_Given problem_
Arrange the lines of the entries, from the line containing "Task: give one point on each instance of the low-rise" through the final line of the entries, inclusive, as a numbered list with blank lines omitted.

_Material supplied_
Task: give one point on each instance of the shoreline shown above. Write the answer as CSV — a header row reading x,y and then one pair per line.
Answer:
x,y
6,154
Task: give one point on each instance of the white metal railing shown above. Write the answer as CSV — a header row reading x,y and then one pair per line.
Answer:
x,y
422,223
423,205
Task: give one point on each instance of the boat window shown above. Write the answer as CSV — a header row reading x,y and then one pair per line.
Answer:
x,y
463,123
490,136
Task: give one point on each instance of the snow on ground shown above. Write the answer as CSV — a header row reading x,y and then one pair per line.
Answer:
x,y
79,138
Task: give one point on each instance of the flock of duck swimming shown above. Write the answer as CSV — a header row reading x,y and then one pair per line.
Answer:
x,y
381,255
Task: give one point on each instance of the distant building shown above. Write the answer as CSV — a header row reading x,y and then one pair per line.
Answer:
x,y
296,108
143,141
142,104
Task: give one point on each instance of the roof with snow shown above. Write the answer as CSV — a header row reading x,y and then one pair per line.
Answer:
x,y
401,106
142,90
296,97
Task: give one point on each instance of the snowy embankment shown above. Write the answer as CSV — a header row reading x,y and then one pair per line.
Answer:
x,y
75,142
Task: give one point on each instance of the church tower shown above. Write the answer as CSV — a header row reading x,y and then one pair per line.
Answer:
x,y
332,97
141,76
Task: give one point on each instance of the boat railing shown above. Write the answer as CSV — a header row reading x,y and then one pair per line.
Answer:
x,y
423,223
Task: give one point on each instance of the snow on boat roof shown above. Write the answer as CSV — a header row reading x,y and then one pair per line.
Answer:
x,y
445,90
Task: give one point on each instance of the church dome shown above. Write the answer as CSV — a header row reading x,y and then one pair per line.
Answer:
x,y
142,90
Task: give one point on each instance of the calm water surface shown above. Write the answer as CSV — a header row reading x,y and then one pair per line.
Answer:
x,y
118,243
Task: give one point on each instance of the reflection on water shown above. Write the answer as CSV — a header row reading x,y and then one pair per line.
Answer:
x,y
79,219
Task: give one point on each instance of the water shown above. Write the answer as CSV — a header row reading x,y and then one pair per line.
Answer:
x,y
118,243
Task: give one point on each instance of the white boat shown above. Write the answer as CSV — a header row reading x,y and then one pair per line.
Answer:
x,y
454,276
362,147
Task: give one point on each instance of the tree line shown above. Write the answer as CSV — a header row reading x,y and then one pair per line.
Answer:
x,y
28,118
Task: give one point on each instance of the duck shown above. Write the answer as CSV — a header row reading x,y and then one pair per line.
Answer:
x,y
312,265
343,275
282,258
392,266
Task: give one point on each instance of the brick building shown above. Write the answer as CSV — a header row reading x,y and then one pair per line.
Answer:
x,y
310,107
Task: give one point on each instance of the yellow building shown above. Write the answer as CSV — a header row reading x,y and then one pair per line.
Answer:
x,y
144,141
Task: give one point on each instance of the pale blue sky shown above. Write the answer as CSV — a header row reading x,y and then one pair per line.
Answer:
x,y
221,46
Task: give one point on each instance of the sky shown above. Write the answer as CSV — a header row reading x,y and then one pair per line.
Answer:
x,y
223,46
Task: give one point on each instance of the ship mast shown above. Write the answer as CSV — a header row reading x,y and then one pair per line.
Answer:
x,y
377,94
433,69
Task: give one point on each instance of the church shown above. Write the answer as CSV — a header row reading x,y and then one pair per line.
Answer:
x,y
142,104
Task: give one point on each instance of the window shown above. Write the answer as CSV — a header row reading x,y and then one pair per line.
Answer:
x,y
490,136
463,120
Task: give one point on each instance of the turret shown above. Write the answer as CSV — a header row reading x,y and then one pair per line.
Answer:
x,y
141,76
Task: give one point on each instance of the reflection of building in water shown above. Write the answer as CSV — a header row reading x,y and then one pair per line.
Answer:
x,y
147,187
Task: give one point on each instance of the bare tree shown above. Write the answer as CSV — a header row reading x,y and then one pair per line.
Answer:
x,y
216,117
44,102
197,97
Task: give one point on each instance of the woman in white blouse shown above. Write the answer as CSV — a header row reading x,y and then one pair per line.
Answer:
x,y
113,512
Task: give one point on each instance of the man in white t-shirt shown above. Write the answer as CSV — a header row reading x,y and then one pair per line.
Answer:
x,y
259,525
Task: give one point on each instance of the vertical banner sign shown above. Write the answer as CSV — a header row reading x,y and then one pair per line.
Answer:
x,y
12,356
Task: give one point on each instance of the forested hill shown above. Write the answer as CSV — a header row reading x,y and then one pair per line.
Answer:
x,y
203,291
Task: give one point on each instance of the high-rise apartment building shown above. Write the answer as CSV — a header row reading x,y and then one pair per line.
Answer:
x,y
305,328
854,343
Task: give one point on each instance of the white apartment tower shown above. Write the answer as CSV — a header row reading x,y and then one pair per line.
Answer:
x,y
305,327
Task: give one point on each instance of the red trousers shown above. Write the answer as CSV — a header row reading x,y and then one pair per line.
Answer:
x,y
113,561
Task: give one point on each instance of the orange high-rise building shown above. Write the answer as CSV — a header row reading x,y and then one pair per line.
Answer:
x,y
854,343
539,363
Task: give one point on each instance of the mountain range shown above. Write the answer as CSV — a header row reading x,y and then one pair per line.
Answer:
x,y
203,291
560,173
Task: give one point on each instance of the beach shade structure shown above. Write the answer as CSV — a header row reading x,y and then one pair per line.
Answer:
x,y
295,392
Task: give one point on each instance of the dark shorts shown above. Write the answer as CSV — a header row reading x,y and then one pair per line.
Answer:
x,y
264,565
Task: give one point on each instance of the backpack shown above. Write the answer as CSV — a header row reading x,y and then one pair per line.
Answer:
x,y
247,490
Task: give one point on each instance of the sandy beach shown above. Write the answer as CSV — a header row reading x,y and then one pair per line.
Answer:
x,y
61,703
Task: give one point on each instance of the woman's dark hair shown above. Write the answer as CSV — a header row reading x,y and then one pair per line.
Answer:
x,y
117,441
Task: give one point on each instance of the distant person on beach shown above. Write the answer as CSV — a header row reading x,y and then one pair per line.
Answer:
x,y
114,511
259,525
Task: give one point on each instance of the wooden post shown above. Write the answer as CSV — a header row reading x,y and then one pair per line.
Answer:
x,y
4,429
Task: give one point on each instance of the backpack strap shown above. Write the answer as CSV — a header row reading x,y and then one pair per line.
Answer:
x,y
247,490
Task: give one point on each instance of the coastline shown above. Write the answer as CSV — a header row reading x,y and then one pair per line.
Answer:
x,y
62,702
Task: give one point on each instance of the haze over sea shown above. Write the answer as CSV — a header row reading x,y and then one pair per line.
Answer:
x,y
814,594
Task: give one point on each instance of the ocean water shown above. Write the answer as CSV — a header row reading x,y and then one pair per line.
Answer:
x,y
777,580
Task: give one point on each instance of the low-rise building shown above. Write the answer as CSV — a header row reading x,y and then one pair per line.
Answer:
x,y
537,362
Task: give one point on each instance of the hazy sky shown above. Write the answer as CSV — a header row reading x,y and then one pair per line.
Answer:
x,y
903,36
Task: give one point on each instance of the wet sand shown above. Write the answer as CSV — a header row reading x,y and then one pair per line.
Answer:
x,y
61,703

_Output for this exercise_
1. Task: give one point on each instance of the low-rise building shown above. Write the answer as CSV — a header row reading x,y and then one pair per line.
2. Answer:
3. x,y
4. 537,362
5. Task: give one point on each instance of the hazy sky shown above. Write the answer as CSV — a header row reading x,y and then one pair per line.
6. Answer:
7. x,y
8. 903,36
9. Task: give one point on each instance of the wet sand shown above. Write the answer as CSV — a header row reading x,y and then one pair per line.
10. Answer:
11. x,y
12. 61,703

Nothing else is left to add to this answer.